- [Supplied text]:
..............................
In the cross hairs of the campaign carried out by DCI of Washington were Republican senators and a regulatory overhaul bill sponsored by Sen. Chuck Hagel, R-Neb. DCI's chief executive is Doug Goodyear, whom John McCain's campaign later hired to manage the GOP convention in September.
Freddie Mac's payments to DCI began shortly after the Senate Banking, Housing and Urban Affairs Committee sent Hagel's bill to the then GOP-run Senate on July 28, 2005. All GOP members of the committee supported it; all Democrats opposed it.
In the midst of DCI's yearlong effort, Hagel and 25 other Republican senators pleaded unsuccessfully with Senate Majority Leader Bill Frist, R-Tenn., to allow a vote.
"If effective regulatory reform legislation : is not enacted this year, American taxpayers will continue to be exposed to the enormous risk that Fannie Mae and Freddie Mac pose to the housing market, the overall financial system and the economy as a whole," the senators wrote in a letter that proved prescient.
Firm targets senators
Unknown to the senators, DCI was undermining support for the bill in a campaign targeting 17 Republican senators in 13 states, according to documents obtained by The Associated Press. The states and the senators targeted changed over time, but always stayed on the Republican side.
..............................
- [The exercise]:
In the text about Freddie Mac and DCI, how many Republican senators did DCI's campaign target? The lines that come next have nothing to do with the text above.

- [Data supplied]:
..............................
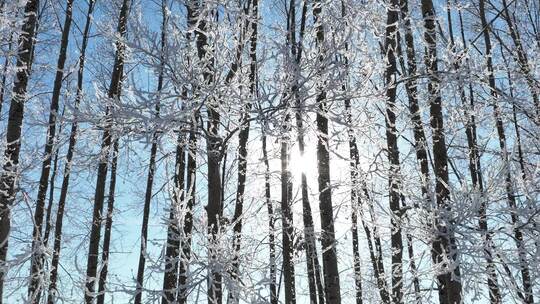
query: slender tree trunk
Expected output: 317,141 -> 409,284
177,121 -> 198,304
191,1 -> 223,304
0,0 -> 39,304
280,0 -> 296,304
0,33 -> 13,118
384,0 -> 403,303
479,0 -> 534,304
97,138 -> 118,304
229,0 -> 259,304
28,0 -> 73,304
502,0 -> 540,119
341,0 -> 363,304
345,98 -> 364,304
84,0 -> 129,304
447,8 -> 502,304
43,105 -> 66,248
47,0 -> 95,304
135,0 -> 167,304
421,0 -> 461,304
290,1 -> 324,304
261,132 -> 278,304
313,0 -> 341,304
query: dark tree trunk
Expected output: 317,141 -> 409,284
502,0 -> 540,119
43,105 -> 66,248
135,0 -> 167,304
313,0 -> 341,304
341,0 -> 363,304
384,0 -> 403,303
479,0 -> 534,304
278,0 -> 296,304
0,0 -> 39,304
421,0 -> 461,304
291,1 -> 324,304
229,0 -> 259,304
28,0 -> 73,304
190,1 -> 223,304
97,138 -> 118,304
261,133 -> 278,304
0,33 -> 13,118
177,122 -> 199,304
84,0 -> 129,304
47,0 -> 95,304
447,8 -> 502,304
..............................
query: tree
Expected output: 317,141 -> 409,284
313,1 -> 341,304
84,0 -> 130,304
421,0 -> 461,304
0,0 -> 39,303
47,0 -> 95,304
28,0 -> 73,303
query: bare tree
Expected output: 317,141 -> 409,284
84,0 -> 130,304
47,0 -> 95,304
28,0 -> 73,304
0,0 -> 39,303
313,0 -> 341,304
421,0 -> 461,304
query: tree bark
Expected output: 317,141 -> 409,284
..............................
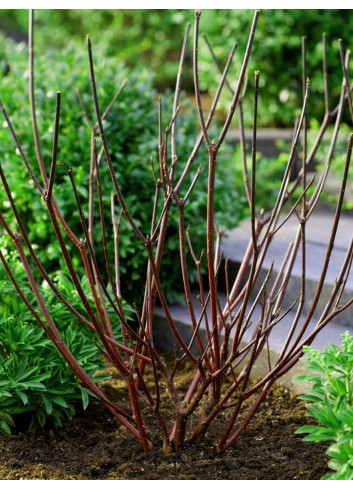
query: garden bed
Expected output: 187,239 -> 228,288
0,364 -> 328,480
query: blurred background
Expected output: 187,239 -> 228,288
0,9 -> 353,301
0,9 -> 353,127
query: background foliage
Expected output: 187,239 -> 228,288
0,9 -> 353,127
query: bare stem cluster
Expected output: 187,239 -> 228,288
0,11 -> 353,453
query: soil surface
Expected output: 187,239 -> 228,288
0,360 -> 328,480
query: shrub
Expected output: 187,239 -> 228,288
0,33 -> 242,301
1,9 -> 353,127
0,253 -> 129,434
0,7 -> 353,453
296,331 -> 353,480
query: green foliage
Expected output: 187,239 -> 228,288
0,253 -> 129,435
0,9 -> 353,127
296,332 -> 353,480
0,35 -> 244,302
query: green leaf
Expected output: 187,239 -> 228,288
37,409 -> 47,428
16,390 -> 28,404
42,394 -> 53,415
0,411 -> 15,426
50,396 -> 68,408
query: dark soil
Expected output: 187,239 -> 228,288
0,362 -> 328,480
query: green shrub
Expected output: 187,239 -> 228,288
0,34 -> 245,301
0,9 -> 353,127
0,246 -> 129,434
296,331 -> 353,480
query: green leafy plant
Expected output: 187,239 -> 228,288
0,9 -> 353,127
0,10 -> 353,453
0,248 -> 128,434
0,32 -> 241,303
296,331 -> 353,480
..............................
- [Exercise output]:
DCI's campaign targeted 17 Republican senators.